-- start of Selected text --

Oregon's penalties have reached ludicrous levels

The Oregon Ducks are no strangers to having officials throw numerous yellow flags at them during games but this year's team has raised the bar on infractions accrued to new heights. 

Oregon (3-1) was penalized 14 times on Saturday night during a 37-35 loss at Arizona State to run the Ducks' season total to a Pac-12-leading 42. It could have been worse. Technically, Oregon committed 17 penalties against ASU but the Sun Devils declined three.  

Oregon's 10.5 penalties per game are the most for the program since at least 2000 (see chart below). The most Oregon has ever committed in a season since 2000 is 8.8 in 2015. The Ducks have plenty of time to reverse the trend for this season but averaging double-digit penalties per game certainly is cause for alarm. 

"It's as frustrating as it gets," Oregon redshirt sophomore center Jake Hanson said following Saturday's loss. "You can't expect to win games when you have over a 100 yards of penalties. We have a lot of stuff to cleanup this week."

Oregon was charged with 99 yards in penalties on Saturday and is averaging 89.2 on the season (third most in the Pac-12). The penalties hurt. Earning flags and a general lack of execution contributed to the Ducks converting on just one of 11 third down attempts during their loss to the Sun Devils. 

"I think penalties are a huge factor," UO sophomore quarterback Justin Herbert said. "Anytime when you're moving backwards it isn't a good thing." 

UO coach Willie Taggart said the proper technique is needed to avoid penalties such as holding (Oregon committed five total on offense and defense vs. ASU) and pass interference.

"We've just got to teach," Taggart said. "Teach and practice."

False start penalties on the offense were also a big problem against ASU (2-2). The Ducks committed five, four in the first half when UO managed to score just 14 points with one touchdown set up by a muffed punt return by ASU at its 11-yard line. 

'You can't do that," Taggart said of the false starts. "You've got to listen for the call."

Interestingly, while penalties have been a problem for Oregon over the years, they typically haven't hurt the team's won-loss record. The Ducks have ranked at or near the bottom in the conference for much of the past 17 years. In fact, Oregon has committed a whopping eight or more penalties per game in eight out of 17 seasons since 2000. 

In 2010, when Oregon went 12-1 and reached the BCS National Championship game under coach Chip Kelly, the Ducks ranked ninth in the Pac-10 in both penalties per game (7.2) and penalty yards per game (61.2). Kelly's teams ranked ninth in the conference in total penalties in 2010, 2011 and 2012, and ranked eighth in 2009. 

The 2014 team, which reached the national title game under coach Mark Helfrich, ranked ninth in the Pac-12 in penalties per game (8.2) and seventh in penalty yards (72).

-- end of Selected text --

:: Task list ::
**A)** In the entries, please switch "t-shirt" to "tee shirt" and write the lines out again with nothing else changed. Begin at the line that has "garden bed --return-all-boxes" and stop after the line that has "[275,79,378,222]".
**B)** Pick up the article on Oregon's football penalties after its last sentence and continue it.

-- start of Records supplied --

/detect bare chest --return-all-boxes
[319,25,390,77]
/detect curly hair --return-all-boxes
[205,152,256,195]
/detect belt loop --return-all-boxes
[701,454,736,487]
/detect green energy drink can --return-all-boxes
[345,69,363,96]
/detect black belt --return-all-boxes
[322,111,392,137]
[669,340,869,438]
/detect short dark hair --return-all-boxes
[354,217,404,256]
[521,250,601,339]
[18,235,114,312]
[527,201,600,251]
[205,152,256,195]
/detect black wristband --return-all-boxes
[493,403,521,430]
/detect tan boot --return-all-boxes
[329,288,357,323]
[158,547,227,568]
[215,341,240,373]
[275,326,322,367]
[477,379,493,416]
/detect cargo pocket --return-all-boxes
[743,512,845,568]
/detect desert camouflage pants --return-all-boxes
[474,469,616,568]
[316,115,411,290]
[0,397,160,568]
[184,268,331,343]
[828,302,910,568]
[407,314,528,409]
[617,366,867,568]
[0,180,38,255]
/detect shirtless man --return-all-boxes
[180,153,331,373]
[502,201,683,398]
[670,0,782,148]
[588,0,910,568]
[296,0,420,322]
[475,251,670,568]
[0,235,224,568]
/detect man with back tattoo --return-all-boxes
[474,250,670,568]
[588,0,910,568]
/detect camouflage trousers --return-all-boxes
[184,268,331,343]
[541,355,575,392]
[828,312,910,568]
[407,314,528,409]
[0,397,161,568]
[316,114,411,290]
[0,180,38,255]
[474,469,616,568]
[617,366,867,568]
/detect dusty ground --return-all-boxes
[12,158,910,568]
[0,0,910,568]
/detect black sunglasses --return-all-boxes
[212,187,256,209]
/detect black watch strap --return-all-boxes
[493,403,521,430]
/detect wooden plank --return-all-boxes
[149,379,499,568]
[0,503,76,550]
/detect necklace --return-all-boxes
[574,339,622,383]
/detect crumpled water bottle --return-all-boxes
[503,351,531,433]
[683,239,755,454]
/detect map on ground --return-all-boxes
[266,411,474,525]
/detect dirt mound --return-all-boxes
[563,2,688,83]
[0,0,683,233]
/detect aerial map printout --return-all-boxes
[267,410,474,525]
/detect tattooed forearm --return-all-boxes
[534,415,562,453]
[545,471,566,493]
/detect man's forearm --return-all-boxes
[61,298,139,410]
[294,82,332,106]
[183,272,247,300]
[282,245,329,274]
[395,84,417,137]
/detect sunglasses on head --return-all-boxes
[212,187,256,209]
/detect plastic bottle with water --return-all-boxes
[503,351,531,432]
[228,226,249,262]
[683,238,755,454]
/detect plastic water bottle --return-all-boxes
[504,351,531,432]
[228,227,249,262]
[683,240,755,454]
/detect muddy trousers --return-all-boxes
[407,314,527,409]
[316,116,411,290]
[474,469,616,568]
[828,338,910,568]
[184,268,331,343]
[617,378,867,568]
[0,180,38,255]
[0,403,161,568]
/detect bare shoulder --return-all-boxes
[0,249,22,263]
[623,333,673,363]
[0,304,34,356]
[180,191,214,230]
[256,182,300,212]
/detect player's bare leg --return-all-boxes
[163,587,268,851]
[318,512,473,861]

-- end of Records supplied --
-- start of Records supplied --

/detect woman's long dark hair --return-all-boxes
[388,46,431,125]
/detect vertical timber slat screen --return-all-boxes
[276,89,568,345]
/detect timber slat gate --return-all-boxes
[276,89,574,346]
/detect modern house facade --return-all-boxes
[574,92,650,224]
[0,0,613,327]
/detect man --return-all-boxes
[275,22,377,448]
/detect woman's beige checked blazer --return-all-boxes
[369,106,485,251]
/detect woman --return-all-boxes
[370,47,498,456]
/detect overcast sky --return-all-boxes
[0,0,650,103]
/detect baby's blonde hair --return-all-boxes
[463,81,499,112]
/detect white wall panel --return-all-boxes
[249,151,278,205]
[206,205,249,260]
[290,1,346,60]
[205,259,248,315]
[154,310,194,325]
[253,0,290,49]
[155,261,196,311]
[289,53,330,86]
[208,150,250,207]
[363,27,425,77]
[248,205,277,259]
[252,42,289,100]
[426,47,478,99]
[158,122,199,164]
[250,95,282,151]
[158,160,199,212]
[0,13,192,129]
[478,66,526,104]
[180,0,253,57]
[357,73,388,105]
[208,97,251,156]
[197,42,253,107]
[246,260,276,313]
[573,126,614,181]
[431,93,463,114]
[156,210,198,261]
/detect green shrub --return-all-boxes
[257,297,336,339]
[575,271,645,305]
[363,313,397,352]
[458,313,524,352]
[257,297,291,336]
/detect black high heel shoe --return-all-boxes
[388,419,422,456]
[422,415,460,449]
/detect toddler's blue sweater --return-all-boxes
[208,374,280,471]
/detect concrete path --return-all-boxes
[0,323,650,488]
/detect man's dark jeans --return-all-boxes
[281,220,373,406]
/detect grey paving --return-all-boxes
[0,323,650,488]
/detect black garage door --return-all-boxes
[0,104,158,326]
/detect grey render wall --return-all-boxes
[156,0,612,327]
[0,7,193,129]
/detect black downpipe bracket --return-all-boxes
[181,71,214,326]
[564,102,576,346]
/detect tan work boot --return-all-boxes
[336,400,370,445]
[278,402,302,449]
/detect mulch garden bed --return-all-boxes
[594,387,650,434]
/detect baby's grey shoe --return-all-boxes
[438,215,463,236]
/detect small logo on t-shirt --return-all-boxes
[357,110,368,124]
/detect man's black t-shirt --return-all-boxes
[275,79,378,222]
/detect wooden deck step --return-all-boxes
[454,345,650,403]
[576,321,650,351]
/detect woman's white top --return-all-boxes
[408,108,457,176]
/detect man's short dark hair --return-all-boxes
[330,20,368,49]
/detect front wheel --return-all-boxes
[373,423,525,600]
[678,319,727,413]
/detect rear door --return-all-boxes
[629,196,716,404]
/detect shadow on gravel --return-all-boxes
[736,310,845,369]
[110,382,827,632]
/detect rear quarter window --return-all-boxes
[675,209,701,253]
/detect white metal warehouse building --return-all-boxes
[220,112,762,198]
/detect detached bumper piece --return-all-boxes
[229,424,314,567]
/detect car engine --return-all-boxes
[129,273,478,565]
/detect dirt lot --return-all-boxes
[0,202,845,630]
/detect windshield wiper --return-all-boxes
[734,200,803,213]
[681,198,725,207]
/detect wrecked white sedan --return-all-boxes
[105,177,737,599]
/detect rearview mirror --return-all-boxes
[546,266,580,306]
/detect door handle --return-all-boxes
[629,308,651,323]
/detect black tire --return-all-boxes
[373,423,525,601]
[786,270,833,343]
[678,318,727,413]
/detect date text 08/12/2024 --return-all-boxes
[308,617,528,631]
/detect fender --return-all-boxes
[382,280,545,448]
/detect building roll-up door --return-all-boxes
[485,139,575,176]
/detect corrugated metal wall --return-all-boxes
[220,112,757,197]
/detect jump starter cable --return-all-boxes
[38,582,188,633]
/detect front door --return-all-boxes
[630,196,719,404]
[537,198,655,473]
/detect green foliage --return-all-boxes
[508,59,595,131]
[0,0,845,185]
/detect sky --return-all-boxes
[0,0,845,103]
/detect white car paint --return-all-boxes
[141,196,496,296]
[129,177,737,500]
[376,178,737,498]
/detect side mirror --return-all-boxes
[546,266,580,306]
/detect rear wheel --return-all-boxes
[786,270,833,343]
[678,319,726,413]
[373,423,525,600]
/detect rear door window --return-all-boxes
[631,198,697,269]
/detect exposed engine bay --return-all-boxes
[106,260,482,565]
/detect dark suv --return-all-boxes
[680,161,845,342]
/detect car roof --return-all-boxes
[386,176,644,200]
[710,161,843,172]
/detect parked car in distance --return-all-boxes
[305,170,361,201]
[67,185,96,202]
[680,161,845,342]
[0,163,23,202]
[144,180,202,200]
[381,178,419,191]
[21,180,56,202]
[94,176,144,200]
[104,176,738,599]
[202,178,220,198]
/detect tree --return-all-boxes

-- end of Records supplied --
-- start of Records supplied --

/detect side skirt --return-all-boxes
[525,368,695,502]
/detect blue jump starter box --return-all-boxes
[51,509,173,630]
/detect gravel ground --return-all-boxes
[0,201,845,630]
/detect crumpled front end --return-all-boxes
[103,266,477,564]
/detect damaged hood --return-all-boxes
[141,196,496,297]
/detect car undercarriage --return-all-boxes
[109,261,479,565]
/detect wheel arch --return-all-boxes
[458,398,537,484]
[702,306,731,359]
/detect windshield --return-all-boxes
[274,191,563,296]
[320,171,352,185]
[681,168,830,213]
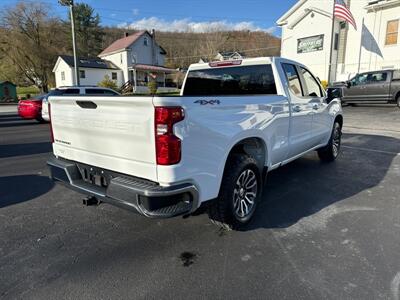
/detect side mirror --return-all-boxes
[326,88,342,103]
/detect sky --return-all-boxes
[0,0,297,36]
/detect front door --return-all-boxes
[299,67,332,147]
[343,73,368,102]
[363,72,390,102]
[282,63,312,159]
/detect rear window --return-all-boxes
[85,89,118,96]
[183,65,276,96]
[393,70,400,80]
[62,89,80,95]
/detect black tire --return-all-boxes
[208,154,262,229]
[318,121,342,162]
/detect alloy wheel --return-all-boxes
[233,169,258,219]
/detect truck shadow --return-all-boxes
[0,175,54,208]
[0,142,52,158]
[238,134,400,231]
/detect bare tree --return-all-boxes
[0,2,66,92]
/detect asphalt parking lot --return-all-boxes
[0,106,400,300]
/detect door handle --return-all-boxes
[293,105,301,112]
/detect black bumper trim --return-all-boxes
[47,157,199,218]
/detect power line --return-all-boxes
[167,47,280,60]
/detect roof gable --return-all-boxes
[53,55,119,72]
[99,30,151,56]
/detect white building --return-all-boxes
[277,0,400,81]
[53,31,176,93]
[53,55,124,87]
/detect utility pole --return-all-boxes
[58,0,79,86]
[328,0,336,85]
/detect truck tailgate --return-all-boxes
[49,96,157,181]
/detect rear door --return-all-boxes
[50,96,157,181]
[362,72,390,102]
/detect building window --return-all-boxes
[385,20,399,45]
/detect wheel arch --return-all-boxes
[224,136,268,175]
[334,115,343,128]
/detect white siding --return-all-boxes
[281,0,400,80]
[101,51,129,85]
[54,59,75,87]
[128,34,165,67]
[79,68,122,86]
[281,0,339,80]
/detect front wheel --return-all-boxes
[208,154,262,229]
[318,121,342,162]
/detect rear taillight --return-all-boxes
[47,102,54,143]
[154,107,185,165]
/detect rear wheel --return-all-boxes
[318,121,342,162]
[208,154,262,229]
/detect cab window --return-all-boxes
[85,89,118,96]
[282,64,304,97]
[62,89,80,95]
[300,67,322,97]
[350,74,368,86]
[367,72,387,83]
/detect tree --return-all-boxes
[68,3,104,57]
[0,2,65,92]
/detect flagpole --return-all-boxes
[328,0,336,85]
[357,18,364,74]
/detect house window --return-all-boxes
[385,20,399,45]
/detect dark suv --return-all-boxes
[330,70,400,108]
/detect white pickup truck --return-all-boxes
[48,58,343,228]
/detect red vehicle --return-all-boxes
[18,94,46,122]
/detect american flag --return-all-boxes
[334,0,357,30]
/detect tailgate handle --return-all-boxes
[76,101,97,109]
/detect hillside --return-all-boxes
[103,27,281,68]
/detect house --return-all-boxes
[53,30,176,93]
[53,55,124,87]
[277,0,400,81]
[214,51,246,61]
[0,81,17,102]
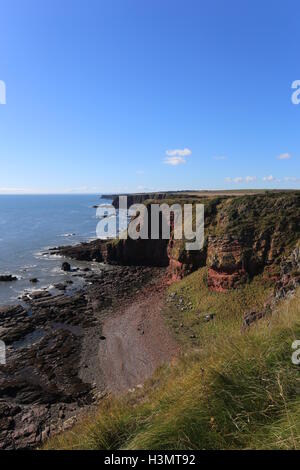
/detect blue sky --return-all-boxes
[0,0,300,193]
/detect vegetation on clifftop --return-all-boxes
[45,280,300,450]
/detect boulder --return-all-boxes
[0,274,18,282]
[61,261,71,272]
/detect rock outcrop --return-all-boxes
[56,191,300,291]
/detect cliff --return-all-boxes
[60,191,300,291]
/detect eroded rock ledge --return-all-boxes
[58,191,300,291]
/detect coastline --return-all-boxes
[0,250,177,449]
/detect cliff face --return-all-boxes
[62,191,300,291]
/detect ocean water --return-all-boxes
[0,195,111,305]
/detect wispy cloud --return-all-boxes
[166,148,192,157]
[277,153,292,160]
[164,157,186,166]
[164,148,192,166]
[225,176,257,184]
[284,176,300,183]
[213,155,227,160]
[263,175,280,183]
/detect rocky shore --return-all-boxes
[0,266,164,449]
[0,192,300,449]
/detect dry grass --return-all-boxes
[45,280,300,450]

-- end of Records supplied --

:: Answers to the exercises ::
**A)**
/detect mulch garden bed --return-all-boxes
[594,387,650,434]
/detect baby's grey shoe --return-all-boxes
[438,215,463,236]
/detect small logo on tee shirt --return-all-boxes
[357,110,368,124]
/detect man's black tee shirt --return-all-boxes
[275,79,378,222]

**B)**
Some of the elevation in numbers over the years could be contributed to the number of plays generated by an uptempo offense. More plays could certainly lead to more penalties. But not enough to account for the poor overall rankings. And, tempo certainly wouldn't necessarily impact the team's conference ranking in that area during today's era when most teams run an uptempo offense. 

In 2004, the year before the Ducks moved to the spread offense and began running some no-huddle, the Ducks committed 8.6 penalties per game, the third most (counting this season) since 2000.

While great UO teams, such as the 2010 and 2014 squads, were able to overcome their penalty totals, lesser Duck teams did not. The aforementioned 2004 Ducks went 5-6 that year. The 2016 season, the program's only other losing campaign since 1993, saw the Ducks rank last in the Pac-12 at 8.3 turnovers per game. 

This Oregon team is closer in playing level to the 2004 and 2016 teams than it is to any of the Ducks' championship teams. These Ducks are simply too young and too inexperienced to be good enough to win many close games while giving away yards through penalties. 

Oregon and Taggart had better clean up this penalty mess or more close, frustrating defeats will surely come their way this season. 

OREGON'S PENALTY TOTALS - 2000-2017

2017 (3-1)

Penalty per game game = 10.5 (12th PAC-12)

Penalty yards per game = 89.2 (10th)

2016 (4-8)

Penalty per game game = 8.3 (12th)

Penalty yards per game = 75.8 (12th)

2015 (9-4)

Penalty per game game = 8.8 (10th)

Penalty yards per game = 61 (10th)

2014 (13-2)

Penalty per game game = 8.2 (9th)

Penalty yards per game = 72 (7th)

2013 (11-2)

Penalty per game game = 8.2 (12th)

Penalty yards per game = 70.2 (10th)

2012 (12-1)

Penalty per game game = 7.9 (9th)

Penalty yards per game = 71.1 (9th)

2011 (12-2)

Penalty per game game = 7.2 (9th)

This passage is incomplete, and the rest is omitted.